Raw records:
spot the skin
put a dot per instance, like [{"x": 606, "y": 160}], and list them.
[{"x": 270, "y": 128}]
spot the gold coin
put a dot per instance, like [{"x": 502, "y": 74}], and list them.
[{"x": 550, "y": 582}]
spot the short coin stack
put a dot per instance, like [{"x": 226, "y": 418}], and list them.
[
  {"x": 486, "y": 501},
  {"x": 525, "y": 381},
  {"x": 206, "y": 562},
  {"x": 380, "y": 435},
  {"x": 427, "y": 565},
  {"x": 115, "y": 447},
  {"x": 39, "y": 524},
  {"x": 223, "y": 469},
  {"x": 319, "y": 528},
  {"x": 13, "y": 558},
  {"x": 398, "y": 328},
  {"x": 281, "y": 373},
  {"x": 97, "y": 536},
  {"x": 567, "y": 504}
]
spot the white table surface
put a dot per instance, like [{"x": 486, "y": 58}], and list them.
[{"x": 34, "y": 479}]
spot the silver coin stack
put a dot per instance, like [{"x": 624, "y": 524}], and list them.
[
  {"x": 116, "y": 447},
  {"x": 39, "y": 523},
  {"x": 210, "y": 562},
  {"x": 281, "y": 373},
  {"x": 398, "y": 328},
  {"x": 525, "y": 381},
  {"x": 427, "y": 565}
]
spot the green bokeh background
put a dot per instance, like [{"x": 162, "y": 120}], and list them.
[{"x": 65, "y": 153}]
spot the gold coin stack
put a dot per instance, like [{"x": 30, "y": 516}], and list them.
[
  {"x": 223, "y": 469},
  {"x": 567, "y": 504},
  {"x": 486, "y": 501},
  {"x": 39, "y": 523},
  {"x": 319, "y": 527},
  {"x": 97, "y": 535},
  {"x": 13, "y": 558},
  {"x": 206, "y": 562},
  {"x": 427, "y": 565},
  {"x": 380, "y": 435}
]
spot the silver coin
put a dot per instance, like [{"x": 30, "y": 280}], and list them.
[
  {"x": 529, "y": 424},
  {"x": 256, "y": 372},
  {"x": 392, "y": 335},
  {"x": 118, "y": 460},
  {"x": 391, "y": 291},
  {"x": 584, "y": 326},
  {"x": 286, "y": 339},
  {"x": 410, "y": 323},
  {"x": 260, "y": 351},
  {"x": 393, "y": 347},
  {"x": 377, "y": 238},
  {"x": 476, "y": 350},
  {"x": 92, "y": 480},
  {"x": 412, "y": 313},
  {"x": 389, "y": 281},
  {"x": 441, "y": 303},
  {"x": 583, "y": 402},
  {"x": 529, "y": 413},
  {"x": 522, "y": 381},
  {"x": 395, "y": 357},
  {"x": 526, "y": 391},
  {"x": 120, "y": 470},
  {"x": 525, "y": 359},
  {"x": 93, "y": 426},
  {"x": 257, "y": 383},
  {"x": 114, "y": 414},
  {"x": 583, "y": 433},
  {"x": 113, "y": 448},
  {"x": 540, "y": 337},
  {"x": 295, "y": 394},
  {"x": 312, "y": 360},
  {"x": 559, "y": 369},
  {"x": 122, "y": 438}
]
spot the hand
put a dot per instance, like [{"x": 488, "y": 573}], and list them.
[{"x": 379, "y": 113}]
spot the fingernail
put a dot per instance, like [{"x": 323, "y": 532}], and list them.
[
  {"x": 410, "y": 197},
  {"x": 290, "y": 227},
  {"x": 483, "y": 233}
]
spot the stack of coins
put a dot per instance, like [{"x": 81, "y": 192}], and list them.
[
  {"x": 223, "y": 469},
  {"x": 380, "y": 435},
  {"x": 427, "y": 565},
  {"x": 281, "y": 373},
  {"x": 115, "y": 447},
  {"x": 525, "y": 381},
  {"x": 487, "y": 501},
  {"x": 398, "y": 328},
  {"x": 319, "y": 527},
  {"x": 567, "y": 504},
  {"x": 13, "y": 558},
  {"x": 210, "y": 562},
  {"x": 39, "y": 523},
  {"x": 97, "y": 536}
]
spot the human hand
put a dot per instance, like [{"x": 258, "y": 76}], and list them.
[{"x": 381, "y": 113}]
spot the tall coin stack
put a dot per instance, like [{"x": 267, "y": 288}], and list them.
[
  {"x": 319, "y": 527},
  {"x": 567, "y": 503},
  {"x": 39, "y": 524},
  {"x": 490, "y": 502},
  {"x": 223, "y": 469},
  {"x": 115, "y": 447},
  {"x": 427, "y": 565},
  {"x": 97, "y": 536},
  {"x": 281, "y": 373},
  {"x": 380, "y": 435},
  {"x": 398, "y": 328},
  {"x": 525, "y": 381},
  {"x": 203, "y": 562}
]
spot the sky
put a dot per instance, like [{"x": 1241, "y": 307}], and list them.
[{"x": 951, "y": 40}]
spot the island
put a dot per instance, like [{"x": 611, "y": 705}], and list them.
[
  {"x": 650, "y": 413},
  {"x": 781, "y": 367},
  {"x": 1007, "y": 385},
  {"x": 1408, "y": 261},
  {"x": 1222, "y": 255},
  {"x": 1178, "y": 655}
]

...

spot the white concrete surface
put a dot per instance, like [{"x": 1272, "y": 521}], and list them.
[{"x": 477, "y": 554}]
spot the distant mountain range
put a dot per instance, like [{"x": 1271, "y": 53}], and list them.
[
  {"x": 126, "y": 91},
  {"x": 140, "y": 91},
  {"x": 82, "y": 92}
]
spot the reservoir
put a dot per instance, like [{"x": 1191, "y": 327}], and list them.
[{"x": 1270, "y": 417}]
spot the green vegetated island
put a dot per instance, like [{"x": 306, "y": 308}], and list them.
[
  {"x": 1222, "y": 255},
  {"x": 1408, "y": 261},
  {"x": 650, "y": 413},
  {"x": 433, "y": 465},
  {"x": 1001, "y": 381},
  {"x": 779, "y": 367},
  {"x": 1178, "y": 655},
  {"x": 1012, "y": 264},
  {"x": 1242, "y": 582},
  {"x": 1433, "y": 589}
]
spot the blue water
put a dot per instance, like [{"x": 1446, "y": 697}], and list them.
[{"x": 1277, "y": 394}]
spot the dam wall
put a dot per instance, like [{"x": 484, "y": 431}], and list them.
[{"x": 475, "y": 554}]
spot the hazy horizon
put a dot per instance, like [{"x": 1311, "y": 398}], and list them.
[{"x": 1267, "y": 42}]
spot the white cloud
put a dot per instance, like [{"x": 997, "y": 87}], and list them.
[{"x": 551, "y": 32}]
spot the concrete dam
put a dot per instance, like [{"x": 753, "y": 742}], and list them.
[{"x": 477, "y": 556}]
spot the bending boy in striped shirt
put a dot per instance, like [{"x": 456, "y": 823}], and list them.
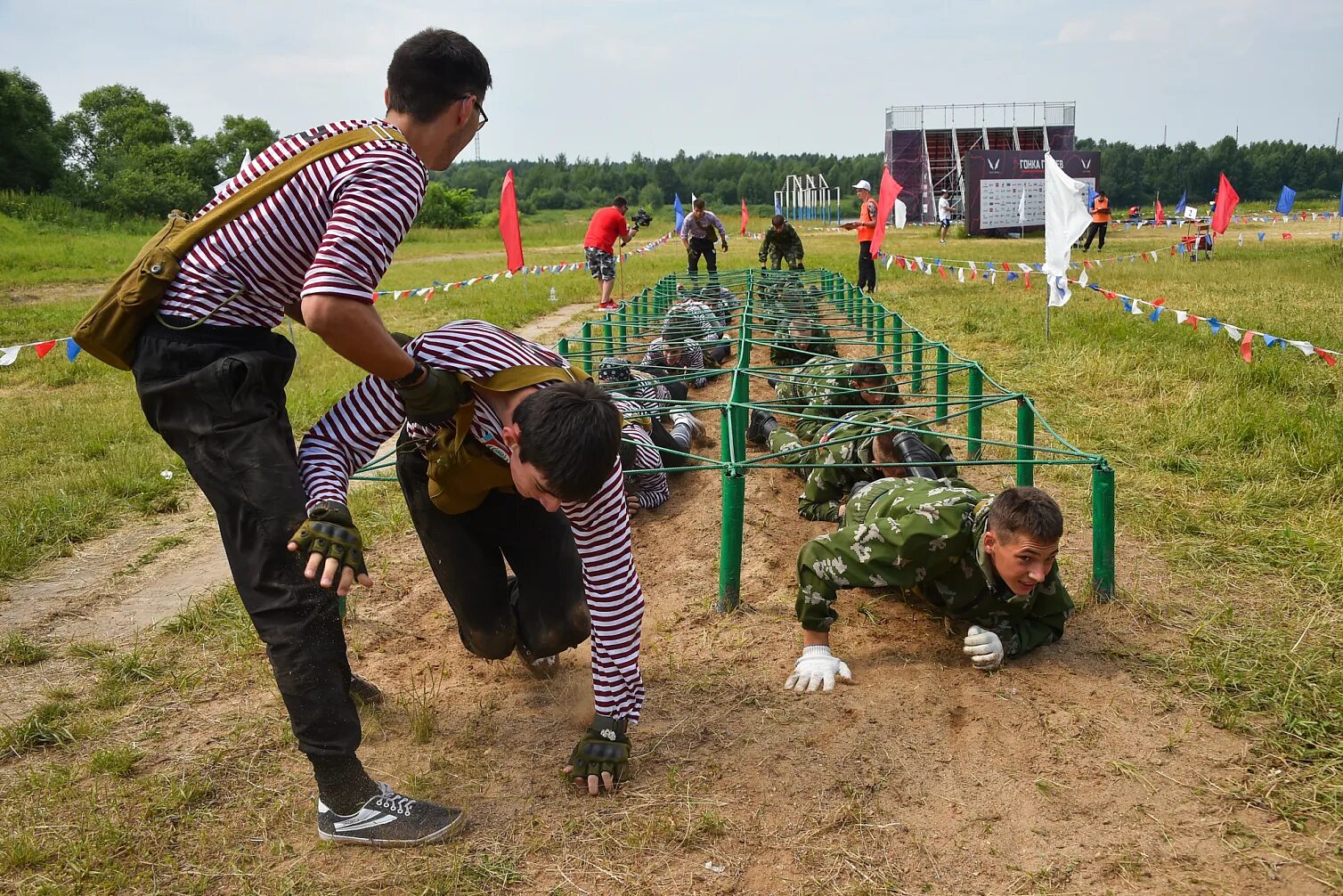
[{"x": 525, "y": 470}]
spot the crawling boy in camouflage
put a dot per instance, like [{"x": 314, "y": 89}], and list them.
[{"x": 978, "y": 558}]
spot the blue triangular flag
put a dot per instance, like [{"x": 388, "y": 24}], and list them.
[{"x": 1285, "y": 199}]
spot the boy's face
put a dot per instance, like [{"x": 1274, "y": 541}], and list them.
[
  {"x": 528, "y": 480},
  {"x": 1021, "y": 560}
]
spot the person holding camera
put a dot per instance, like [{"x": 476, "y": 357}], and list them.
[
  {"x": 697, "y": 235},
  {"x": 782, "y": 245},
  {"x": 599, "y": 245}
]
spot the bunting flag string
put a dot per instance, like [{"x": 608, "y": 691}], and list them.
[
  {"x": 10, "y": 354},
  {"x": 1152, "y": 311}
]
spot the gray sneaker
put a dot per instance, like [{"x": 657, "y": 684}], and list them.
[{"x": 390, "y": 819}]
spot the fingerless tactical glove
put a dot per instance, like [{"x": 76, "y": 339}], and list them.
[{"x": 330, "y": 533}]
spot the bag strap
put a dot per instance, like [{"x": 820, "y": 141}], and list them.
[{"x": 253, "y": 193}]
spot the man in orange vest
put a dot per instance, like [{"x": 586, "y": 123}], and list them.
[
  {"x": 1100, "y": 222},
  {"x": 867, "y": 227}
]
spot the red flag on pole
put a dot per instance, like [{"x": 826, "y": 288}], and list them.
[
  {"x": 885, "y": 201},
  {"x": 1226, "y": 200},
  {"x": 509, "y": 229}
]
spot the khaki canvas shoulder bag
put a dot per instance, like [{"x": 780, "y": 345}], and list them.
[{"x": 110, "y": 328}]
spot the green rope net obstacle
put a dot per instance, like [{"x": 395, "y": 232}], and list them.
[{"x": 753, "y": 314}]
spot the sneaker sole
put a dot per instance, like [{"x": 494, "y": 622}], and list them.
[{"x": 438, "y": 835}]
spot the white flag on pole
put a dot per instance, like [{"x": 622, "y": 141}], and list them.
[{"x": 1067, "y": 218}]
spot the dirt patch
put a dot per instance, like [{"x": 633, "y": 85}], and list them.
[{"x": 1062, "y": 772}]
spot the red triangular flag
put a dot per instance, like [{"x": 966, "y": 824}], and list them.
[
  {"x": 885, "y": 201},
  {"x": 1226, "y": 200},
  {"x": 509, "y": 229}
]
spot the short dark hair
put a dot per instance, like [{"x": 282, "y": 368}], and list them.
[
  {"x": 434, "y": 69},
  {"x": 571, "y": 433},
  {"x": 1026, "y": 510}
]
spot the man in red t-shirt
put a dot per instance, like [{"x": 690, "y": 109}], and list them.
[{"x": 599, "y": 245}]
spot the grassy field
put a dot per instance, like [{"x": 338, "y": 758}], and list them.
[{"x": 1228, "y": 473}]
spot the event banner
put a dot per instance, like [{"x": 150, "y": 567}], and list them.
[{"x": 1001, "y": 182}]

### What is being asked
Filter the lines above, keeping every line that contains the string "surface". Copy those lines out unchanged.

### Complete answer
spot the white table surface
spot the white concrete surface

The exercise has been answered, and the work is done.